• **Required work**:
(a) Answer these questions from the publishing text:
(i) Where has the agent's husband accepted a job?
(ii) Whose column does the mother send, and from which newspaper?
(iii) What should be bought in order to thank the people who helped bring the book to life?
(b) Reproduce part of the publishing text word for word: begin at the words "By now you know" and stop after "a human scale.".

Text shown START

By now you know that publishing can leave a person woefully disappointed, and bring her weakest traits into plain view. A famous writer with forty years in the biz will tell you, “It’s like the Middle East.”

What’s to be done? Expectations run celestial. Delivery is on a human scale.

Your partner will go camping to give you each a bit of solitude. Make soup, scour your tub, clear your desk, and take out a blank notebook. There’s a ring. It’s your agent. Her husband has accepted a job on the west coast. She will move there, too. She will leave publishing. This is the woman who loved your novel (after twelve other agents turned it down), and negotiated its sale with brass ovaries. She’s the one who calmly explained your contract, answered your panicked calls, and never asked about your second book until you brought up the matter. Genuinely, you’ll be happy for her. In California, she’ll have her own washer and dryer. (In New York, she went to the laundromat, just like you.)

Your mother will send you one of Martin Arnold’s columns from the New York Times. It will say that your second novel needs to be more daring than your first. It will say, “A novelist’s career depends on showing that the first promising book was not a fluke.”

Don’t bother with what this guy thinks. I mean, The Times did not even review your novel. As for your mom, remember, she’s had to deal with people asking if your story’s autobiographical, too. Try my next tip.

Buy arty cards and stamps, and thank each person who helped bring your book to life. Thank your editor and her assistant, your agent and her mentor, your book’s jacket designer and copyeditor, your web designer, the authors who wrote blurbs for your jacket, your publicists, all the booksellers you met, the folks who reviewed your novel, each writer who ever gave you advice, the folks at your public library, and everyone who wrote to say your book made a difference in their lives. Do not forget your mom. Thanking people can help you realize you’re glad you published your book.

Text shown END
Input data START

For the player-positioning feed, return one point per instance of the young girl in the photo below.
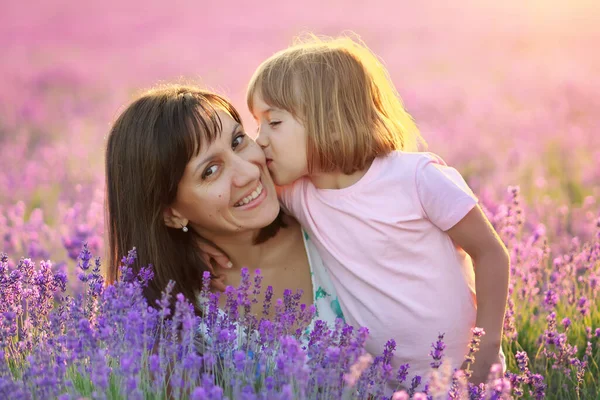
(405, 243)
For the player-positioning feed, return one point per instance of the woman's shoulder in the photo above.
(325, 296)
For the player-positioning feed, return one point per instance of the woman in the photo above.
(181, 171)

Input data END

• **Answers given**:
(a)
(i) On the west coast.
(ii) Martin Arnold's, from the New York Times.
(iii) Arty cards and stamps.

(b)
By now you know that publishing can leave a person woefully disappointed, and bring her weakest traits into plain view. A famous writer with forty years in the biz will tell you, “It’s like the Middle East.”

What’s to be done? Expectations run celestial. Delivery is on a human scale.